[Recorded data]

----------------

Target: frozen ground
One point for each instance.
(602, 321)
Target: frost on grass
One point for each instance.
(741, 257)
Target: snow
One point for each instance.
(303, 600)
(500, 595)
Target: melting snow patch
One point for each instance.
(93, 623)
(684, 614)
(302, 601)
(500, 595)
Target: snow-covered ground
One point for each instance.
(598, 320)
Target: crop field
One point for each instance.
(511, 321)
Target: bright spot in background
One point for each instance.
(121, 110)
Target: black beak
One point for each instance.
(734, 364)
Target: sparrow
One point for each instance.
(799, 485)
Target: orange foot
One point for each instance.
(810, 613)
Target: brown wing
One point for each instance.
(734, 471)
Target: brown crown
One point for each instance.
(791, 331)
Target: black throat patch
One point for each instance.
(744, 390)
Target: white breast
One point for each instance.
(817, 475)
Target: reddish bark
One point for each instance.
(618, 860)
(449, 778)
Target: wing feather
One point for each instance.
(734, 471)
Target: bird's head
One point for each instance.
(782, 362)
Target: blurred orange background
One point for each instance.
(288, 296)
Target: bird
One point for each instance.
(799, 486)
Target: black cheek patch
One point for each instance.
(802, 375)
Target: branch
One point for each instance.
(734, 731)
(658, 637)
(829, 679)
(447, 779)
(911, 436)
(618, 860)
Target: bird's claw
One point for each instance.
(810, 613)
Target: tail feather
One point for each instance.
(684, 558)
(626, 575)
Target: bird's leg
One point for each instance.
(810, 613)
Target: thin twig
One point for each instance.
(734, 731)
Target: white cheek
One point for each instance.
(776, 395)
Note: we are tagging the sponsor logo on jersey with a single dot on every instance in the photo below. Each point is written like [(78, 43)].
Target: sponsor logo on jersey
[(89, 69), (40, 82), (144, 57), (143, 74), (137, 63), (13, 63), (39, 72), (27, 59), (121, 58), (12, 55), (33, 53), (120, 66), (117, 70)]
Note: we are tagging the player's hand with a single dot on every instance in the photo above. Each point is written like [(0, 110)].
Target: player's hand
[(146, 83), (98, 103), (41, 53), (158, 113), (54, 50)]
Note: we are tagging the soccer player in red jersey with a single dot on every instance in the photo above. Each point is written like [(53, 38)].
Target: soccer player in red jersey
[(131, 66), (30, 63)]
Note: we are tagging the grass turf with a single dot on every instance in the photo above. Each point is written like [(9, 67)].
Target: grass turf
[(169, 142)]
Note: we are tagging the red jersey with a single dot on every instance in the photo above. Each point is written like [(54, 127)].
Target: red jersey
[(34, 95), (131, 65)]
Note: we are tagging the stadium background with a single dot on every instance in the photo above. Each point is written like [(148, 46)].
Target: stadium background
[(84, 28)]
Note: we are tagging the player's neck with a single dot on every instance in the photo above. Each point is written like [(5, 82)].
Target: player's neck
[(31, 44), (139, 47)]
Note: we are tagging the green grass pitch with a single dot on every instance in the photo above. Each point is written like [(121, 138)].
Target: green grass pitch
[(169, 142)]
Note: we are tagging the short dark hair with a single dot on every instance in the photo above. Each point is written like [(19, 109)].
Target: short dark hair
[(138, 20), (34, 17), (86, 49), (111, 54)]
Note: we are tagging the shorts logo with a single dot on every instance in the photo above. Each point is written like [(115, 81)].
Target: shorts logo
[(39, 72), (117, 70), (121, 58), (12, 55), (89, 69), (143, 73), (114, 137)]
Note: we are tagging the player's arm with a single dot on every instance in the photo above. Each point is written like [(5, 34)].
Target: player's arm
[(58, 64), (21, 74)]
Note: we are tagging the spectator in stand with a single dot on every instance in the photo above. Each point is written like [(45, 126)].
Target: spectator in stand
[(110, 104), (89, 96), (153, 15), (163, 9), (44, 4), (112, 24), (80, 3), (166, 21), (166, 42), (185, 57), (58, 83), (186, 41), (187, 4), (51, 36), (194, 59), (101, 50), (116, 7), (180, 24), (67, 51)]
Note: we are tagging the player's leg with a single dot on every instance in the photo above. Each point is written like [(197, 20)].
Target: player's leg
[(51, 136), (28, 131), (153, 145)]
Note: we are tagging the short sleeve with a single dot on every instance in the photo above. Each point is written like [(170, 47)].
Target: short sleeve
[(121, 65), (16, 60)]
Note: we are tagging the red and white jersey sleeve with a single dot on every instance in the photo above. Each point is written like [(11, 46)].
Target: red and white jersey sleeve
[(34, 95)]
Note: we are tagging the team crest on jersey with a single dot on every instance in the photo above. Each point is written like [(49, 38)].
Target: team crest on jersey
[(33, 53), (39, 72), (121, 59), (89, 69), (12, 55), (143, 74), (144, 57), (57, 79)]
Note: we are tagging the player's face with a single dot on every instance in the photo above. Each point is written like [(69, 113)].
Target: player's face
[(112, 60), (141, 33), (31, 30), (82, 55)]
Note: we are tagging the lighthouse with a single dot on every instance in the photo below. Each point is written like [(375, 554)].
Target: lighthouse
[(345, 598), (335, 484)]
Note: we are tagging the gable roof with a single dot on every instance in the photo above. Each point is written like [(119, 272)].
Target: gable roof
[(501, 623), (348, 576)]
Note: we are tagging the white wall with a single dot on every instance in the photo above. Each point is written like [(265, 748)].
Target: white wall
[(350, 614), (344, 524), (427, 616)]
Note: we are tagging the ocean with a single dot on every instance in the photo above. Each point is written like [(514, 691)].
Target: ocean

----------------

> [Task to carry out] Go through the records above and return each line in which the word "patch" occurs.

> [Written answer]
Target: melting snow patch
Target: black throat patch
Target: black cheek patch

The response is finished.